= Directive =
Identify the line in which "[locate] book on" appears, then reproduce that line and all remaining lines of the records word for word.

[Point labeling examples]
****************************************

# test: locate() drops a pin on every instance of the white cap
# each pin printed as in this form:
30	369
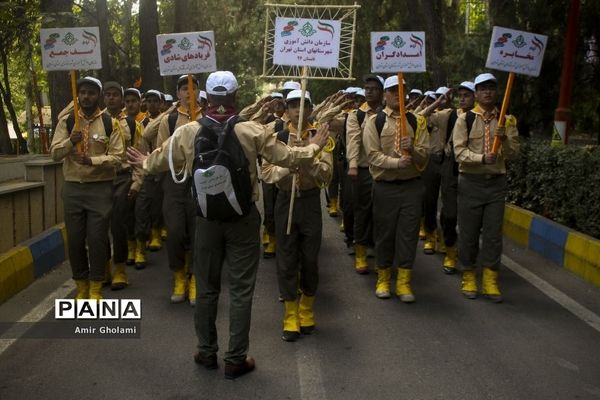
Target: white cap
297	94
221	83
91	80
484	78
132	91
430	94
291	85
391	82
153	92
467	85
442	90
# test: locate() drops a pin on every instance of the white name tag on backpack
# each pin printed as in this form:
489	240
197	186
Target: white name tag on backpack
212	181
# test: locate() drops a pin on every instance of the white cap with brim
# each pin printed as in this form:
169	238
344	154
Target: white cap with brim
297	94
291	85
442	90
221	83
91	80
467	85
486	77
391	82
132	91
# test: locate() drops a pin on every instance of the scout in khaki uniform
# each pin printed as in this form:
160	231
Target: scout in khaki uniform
90	156
236	243
397	191
482	187
298	252
358	170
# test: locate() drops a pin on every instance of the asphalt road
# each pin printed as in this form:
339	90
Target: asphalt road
441	347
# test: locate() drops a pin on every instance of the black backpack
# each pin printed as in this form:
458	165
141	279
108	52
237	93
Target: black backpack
220	172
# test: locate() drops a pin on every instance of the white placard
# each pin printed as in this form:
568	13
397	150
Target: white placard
310	42
398	52
516	51
186	53
65	49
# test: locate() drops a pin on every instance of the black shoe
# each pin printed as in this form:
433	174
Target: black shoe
233	371
290	336
208	362
307	330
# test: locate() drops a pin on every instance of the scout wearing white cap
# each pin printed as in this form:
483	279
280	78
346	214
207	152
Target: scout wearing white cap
467	85
486	77
221	83
91	80
297	94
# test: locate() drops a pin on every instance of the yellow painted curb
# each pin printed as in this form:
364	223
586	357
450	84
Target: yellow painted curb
16	271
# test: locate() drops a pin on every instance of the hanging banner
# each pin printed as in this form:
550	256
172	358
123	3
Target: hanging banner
398	52
67	49
516	51
186	53
309	42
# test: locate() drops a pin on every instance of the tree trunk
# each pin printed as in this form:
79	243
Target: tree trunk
148	53
106	72
59	84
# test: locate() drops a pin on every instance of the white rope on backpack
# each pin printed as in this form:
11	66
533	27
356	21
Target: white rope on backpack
172	167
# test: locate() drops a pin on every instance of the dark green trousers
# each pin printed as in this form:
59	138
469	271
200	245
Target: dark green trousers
236	244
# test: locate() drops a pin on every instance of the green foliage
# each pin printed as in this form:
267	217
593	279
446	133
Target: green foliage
561	183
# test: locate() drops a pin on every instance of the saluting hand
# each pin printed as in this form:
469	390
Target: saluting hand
320	138
135	157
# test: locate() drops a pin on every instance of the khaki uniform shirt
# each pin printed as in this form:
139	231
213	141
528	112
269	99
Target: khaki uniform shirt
383	160
310	176
254	138
105	152
469	148
355	151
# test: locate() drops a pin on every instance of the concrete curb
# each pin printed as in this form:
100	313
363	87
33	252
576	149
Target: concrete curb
35	257
572	250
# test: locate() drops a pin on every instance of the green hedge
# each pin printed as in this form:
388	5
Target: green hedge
560	183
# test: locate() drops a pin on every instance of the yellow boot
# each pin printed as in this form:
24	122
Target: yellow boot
96	290
403	286
360	259
179	286
449	264
107	273
140	255
306	314
119	279
382	287
332	208
469	285
291	322
131	247
489	285
270	249
83	289
429	246
155	243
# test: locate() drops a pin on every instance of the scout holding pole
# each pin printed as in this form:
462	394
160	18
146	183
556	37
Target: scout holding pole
514	52
304	82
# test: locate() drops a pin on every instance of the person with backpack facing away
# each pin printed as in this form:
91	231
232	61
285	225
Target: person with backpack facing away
298	252
89	156
235	241
482	187
358	170
397	190
178	205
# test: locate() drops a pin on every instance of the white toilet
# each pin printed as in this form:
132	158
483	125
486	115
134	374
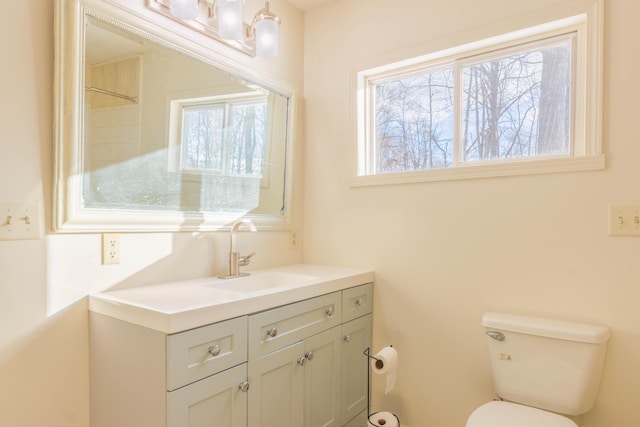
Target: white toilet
541	368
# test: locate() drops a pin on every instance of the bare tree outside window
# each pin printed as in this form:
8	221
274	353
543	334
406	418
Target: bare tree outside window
414	122
517	106
513	106
225	138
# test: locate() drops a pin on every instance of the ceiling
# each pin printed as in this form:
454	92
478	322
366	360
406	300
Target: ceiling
307	4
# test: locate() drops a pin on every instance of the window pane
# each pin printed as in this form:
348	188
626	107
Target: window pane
246	138
518	105
202	138
414	119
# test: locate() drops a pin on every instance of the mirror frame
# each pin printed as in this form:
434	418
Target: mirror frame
68	214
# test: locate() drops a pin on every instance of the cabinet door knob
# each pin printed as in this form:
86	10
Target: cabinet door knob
214	350
272	332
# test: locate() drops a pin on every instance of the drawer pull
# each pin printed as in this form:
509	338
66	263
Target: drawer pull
272	332
214	350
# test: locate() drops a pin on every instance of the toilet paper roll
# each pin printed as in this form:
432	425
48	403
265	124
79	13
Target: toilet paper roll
383	419
385	362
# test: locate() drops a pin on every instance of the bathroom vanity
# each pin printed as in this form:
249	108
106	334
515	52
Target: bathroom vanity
282	347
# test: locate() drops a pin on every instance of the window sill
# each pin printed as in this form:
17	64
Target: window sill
512	168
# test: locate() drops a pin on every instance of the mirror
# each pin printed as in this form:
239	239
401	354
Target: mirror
156	134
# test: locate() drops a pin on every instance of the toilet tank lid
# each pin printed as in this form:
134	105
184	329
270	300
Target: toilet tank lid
559	329
507	414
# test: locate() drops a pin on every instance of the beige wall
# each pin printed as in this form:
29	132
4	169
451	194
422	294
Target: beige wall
43	283
446	252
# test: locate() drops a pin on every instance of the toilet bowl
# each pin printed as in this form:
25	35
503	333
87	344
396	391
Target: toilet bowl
541	368
507	414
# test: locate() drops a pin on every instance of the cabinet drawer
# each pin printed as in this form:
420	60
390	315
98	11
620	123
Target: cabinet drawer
280	327
218	400
357	302
198	353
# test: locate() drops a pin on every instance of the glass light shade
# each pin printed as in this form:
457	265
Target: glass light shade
230	19
267	38
184	9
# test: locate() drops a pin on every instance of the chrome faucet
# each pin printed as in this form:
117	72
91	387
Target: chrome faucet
235	259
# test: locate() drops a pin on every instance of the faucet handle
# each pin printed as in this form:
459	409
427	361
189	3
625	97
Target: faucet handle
245	260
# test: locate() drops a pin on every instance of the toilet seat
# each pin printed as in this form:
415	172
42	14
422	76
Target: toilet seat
507	414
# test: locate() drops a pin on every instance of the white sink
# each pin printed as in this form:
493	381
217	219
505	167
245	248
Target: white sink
182	305
260	282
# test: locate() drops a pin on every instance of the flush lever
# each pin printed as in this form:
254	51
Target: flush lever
498	336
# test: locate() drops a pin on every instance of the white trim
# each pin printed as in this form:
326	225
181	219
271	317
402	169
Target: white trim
486	170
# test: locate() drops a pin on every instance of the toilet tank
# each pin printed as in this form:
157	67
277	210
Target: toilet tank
549	364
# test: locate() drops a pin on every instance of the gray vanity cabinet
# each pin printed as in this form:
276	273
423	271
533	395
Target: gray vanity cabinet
217	400
356	337
300	364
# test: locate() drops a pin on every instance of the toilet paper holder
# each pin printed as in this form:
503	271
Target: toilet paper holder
379	364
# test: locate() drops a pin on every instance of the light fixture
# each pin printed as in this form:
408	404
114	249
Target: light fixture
223	21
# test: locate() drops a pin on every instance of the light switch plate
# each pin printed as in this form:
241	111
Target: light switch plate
110	249
624	220
19	221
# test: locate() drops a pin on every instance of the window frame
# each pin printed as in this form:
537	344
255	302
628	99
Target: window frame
586	109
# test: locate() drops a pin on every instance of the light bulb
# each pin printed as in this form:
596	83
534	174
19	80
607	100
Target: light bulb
267	38
230	19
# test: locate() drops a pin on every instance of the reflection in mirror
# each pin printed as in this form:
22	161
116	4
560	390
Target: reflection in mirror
164	133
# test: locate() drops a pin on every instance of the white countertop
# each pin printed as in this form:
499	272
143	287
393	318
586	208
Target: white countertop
177	306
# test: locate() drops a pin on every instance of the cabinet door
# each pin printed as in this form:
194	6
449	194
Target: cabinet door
276	388
355	366
322	379
214	401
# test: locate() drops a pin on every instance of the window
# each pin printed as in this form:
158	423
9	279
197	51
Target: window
525	102
224	137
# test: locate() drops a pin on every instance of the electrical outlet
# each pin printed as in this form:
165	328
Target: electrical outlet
624	220
110	249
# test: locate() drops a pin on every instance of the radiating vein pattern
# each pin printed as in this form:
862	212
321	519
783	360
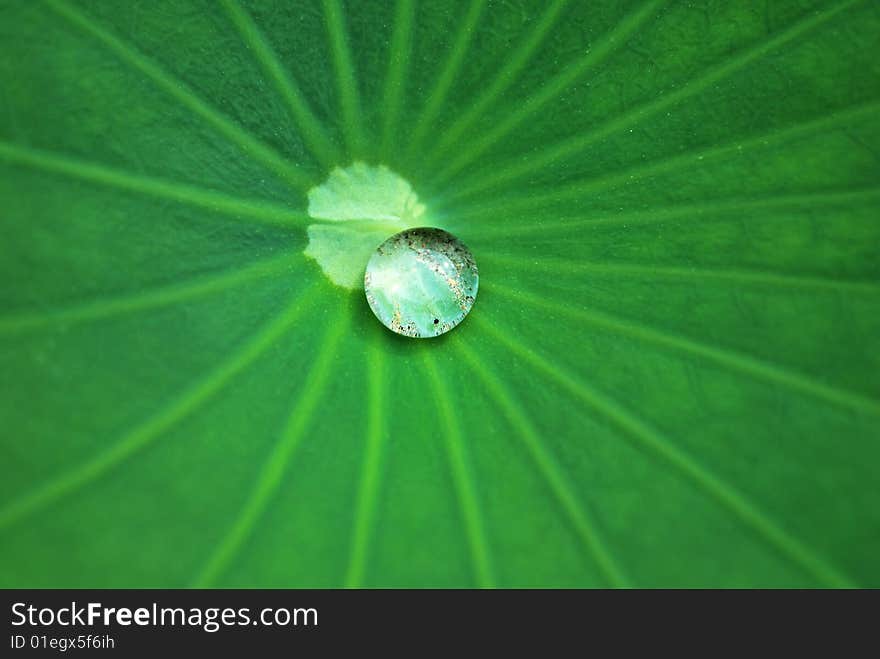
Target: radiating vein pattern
452	66
571	146
665	450
365	507
673	205
512	67
184	404
349	96
700	157
554	88
186	96
310	127
726	357
396	77
549	469
92	310
697	273
218	202
462	478
272	474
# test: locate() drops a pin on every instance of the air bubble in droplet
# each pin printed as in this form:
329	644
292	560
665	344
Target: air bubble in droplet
421	282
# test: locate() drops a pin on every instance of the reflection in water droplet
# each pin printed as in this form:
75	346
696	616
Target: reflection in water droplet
421	282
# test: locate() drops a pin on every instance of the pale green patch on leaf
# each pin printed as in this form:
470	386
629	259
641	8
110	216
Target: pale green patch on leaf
366	204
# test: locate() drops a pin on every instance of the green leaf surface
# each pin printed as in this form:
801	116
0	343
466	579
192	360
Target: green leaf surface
670	376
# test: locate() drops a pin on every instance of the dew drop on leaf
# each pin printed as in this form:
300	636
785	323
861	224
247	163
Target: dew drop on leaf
421	282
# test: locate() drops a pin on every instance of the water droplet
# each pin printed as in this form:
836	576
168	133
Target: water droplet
421	282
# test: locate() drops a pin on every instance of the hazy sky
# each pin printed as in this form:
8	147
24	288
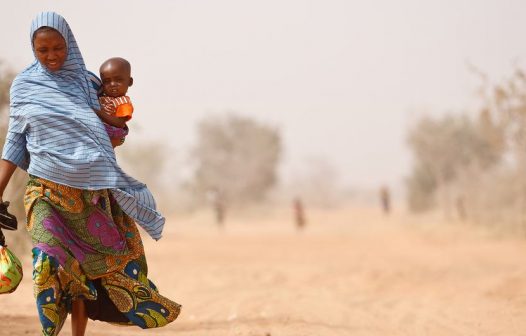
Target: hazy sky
341	79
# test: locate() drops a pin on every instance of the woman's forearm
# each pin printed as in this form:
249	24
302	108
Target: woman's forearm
7	168
112	120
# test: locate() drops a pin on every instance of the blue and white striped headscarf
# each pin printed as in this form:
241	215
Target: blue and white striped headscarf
55	134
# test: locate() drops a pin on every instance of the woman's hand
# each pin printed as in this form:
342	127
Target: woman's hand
7	168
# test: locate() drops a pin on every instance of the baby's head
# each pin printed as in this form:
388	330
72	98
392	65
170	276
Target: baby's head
115	74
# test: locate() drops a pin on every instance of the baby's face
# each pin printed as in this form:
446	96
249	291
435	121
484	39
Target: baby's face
115	79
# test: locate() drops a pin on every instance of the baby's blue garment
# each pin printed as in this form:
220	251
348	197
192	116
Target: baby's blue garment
55	134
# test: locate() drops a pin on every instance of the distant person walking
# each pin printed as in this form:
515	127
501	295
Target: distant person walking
299	213
216	199
385	200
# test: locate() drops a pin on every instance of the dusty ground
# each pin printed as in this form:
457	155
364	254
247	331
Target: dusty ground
349	273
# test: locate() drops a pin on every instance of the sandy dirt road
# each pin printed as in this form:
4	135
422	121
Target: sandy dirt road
346	274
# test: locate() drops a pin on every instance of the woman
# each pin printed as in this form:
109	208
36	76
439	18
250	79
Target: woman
88	257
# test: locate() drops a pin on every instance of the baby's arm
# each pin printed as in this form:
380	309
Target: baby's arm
119	122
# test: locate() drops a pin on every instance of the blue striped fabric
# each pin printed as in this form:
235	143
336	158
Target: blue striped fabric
54	133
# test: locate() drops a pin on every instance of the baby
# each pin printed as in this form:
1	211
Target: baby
116	107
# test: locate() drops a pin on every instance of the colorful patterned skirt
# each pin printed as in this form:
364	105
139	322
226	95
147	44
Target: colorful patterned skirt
85	247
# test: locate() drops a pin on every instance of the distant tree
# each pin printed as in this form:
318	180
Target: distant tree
442	148
236	156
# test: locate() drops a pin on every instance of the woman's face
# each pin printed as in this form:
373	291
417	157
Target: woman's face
50	49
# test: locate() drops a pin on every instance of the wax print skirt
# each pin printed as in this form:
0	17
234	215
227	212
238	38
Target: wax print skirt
85	247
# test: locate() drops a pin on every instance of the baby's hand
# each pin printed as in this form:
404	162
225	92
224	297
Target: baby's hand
107	108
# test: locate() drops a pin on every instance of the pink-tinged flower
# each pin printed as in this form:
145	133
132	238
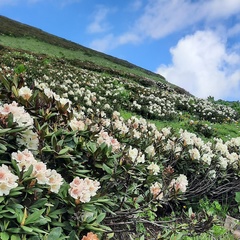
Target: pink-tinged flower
156	190
194	154
90	236
154	168
39	172
77	125
7	180
110	141
83	189
132	153
141	158
29	139
25	92
150	150
179	184
20	116
24	159
55	180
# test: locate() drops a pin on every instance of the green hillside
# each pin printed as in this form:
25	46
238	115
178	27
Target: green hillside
135	156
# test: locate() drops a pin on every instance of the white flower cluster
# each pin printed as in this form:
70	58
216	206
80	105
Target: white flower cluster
28	137
83	189
44	176
109	140
178	185
7	180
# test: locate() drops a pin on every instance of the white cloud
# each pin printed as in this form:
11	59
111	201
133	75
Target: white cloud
203	65
235	30
135	5
163	17
8	2
99	23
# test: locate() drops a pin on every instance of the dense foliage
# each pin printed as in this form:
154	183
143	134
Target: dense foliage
73	168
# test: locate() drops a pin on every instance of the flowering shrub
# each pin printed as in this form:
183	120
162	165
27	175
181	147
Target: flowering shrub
72	167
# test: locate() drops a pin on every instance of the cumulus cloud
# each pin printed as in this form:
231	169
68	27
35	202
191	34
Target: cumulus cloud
135	5
202	64
163	17
7	2
99	23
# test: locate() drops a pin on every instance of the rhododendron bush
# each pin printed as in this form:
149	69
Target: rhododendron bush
73	168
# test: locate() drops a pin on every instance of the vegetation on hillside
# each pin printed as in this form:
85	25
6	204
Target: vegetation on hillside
88	154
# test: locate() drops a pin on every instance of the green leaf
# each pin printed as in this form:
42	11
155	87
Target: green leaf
55	233
64	150
100	217
10	120
5	82
27	229
39	203
14	230
107	169
15	237
56	213
4	236
34	216
237	197
28	172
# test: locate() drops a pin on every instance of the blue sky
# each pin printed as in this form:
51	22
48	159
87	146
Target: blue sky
195	44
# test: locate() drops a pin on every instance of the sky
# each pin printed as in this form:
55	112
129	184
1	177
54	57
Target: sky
194	44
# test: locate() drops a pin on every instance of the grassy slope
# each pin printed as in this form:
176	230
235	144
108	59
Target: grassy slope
19	36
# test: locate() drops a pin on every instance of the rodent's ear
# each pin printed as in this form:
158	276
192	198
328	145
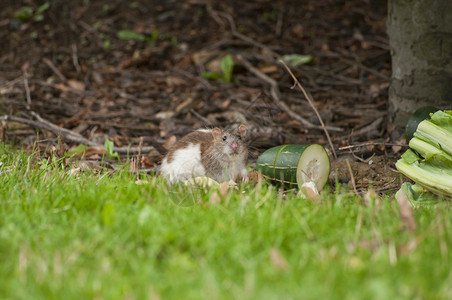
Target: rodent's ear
216	132
242	130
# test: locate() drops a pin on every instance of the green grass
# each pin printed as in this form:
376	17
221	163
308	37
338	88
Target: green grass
102	236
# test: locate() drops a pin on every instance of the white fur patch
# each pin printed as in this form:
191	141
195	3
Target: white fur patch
186	163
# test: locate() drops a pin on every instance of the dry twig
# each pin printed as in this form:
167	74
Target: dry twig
275	93
311	102
67	134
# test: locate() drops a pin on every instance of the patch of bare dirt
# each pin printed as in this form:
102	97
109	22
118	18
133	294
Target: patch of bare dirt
74	69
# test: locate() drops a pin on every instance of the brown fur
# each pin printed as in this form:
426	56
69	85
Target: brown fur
217	155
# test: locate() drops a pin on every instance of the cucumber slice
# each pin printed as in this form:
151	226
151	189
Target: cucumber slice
417	117
295	164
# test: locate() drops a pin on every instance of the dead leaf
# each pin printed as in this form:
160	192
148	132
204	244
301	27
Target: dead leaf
278	261
406	212
371	197
269	69
170	142
185	105
76	85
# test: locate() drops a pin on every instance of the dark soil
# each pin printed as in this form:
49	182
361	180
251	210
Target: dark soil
83	75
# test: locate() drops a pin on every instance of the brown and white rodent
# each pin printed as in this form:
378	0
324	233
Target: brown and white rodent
218	154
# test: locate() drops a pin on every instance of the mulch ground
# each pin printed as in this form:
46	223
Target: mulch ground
75	65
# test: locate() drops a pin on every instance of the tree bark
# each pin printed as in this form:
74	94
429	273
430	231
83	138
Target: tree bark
420	36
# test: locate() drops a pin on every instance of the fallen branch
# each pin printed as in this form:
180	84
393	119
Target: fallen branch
275	93
69	135
311	102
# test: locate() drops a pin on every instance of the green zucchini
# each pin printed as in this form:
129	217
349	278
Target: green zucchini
292	165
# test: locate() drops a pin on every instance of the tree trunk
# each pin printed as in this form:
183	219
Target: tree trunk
420	36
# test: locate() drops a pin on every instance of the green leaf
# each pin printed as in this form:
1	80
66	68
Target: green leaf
227	64
108	214
296	59
131	35
417	195
443	119
410	157
108	145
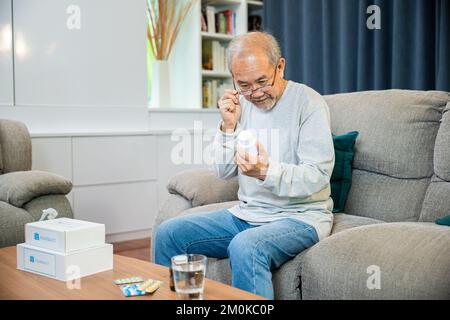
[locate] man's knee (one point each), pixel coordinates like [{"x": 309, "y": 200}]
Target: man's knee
[
  {"x": 243, "y": 248},
  {"x": 166, "y": 231}
]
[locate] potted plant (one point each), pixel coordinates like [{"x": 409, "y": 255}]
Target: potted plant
[{"x": 165, "y": 18}]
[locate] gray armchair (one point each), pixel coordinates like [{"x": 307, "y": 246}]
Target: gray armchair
[
  {"x": 385, "y": 245},
  {"x": 25, "y": 193}
]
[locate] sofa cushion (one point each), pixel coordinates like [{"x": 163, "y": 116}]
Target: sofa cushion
[
  {"x": 202, "y": 186},
  {"x": 437, "y": 198},
  {"x": 412, "y": 260},
  {"x": 442, "y": 147},
  {"x": 398, "y": 129},
  {"x": 341, "y": 178},
  {"x": 286, "y": 280},
  {"x": 344, "y": 221},
  {"x": 385, "y": 198},
  {"x": 393, "y": 160}
]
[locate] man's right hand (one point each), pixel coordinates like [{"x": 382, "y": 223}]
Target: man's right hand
[{"x": 230, "y": 110}]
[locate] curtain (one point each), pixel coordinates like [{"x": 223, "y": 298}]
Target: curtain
[{"x": 328, "y": 45}]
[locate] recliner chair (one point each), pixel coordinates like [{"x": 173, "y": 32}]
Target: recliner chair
[{"x": 25, "y": 193}]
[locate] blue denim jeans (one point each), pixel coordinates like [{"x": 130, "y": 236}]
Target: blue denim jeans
[{"x": 253, "y": 250}]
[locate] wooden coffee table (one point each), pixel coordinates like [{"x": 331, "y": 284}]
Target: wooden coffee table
[{"x": 17, "y": 284}]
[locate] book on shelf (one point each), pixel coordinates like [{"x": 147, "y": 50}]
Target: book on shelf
[
  {"x": 222, "y": 22},
  {"x": 213, "y": 90},
  {"x": 255, "y": 23},
  {"x": 213, "y": 56}
]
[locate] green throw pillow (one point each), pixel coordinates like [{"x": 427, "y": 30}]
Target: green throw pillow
[
  {"x": 445, "y": 221},
  {"x": 341, "y": 179}
]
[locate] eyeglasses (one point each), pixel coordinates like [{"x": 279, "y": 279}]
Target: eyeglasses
[{"x": 249, "y": 92}]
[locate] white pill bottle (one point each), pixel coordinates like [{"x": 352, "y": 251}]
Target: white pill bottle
[{"x": 247, "y": 141}]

****************************************

= Answer below =
[locate] book on shelf (one point each), pixel coordinates like [{"x": 147, "y": 50}]
Target: book on shelf
[
  {"x": 222, "y": 22},
  {"x": 213, "y": 90},
  {"x": 255, "y": 23},
  {"x": 213, "y": 56}
]
[locate] green throw pillow (one point each), pixel coordinates like [{"x": 427, "y": 30}]
Target: green throw pillow
[
  {"x": 445, "y": 221},
  {"x": 341, "y": 179}
]
[locate] eyeglasses (one point each), pixel coordinates like [{"x": 279, "y": 279}]
Target: eyeglasses
[{"x": 249, "y": 92}]
[locate] white pill bottle (one point each), pixel coordinates like [{"x": 352, "y": 251}]
Target: white pill bottle
[{"x": 247, "y": 141}]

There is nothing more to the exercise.